== Page ==
I forgot, CC'ing him now.

>
> > Anyway the device is buggy
> > itself. Until now the only way I found to mount device inside 2.6.27 is
> > using hexedit to edit directly the partition table on the device,
> > decreasing by 1 the length of the first partition (42079 -> 42078).
> > Clearing the partition table and using fdisk to partition again is not an
> > option, the camera firmware seems to be lost after this, it starts to
> > report weird media size (not by 1 sector error only):
>
> Why clear the partition table?  Just replace the bogus entry with a
> correct entry.  (Although using hexedit may be easier...)

Clearing partition table seemed easier than fixing values with fdisk, to make 
fdisk recreate partition table automatically and set right CHS values.

>
> > attempt to access beyond end of device
> > sdb: rw=0, want=42042, limit=42000
> > attempt to access beyond end of device
> > sdb: rw=0, want=42042, limit=42000
> >
> > Disk /dev/sdb: 21 MB, 21504000 bytes
> > 1 heads, 42 sectors/track, 1000 cylinders, total 42000 sectors
> > Units = sectors of 1 * 512 = 512 bytes
> > Disk identifier: 0x57ea65f0
> >
> >    Device Boot      Start         End      Blocks   Id  System
> > /dev/sdb1              42       42041       21000    1  FAT12
>
> This doesn't resemble the original partition table at all.  Did you
> create this strange table or did the camera's firmware change the data
> you entered?

No, was what fdisk did automatically.

>
> > (after zeroing out the partition table I only run fdisk on the device,
> > created the a new partition with maximum size allowed and change the type
> > to FAT12)
>
> That is not a valid procedure.  You have to go into Expert mode and set
> the number of sectors, heads, and tracks first.  Most likely you'll
> want to set them to the same values used by the firmware; it looks like
> the firmware thinks there are 16 sectors/track, 8 heads, and 329
> tracks.

== Data segment ==
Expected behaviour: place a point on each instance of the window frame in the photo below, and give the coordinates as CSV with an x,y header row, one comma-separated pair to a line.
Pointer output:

== Parts of the exercise ==
1/ Retype the camera partition thread, starting with "I forgot, CC'ing" and going on through "(42079 -> 42078).".
2/ Write what comes next in the camera partition thread, picking up after its final sentence.

== Answers by task ==
1/
I forgot, CC'ing him now.

>
> > Anyway the device is buggy
> > itself. Until now the only way I found to mount device inside 2.6.27 is
> > using hexedit to edit directly the partition table on the device,
> > decreasing by 1 the length of the first partition (42079 -> 42078).

2/
8 heads? it reports 6 from the fdisk output:
phys=(328, 5, 16) logical=(438, 1, 16)

>
> > On both cases respectively this is relevant info that I get with
> > usb-storage debugging turned on:
> >
> > * With memory formatted by camera firmware:
> > usb-storage: queuecommand called
> > usb-storage: *** thread awakened.
> > usb-storage: Command READ_CAPACITY (10 bytes)
> > usb-storage:  25 00 00 00 00 00 00 00 00 00
> > usb-storage: Bulk Command S 0x43425355 T 0x3 L 8 F 128 Trg 0 LUN 0 CL 10
> > usb-storage: usb_stor_bulk_transfer_buf: xfer 31 bytes
> > usb-storage: Status code 0; transferred 31/31
> > usb-storage: -- transfer complete
> > usb-storage: Bulk command transfer result=0
> > usb-storage: usb_stor_bulk_transfer_sglist: xfer 8 bytes, 1 entries
> > usb-storage: Status code 0; transferred 8/8
> > usb-storage: -- transfer complete
> > usb-storage: Bulk data transfer result 0x0
> > usb-storage: Attempting to get CSW...
> > usb-storage: usb_stor_bulk_transfer_buf: xfer 13 bytes
> > usb-storage: Status code 0; transferred 13/13
> > usb-storage: -- transfer complete
> > usb-storage: Bulk status result = 0
> > usb-storage: Bulk Status S 0x53425355 T 0x3 R 0 Stat 0x0
> > usb-storage: scsi cmd done, result=0x0
> > usb-storage: *** thread sleeping.
> > sd 4:0:0:0: [sdb] 42079 512-byte hardware sectors (22 MB)
> >
> > * With partition table recreated with fdisk and formated by hand:
> > usb-storage: queuecommand called
> > usb-storage: *** thread awakened.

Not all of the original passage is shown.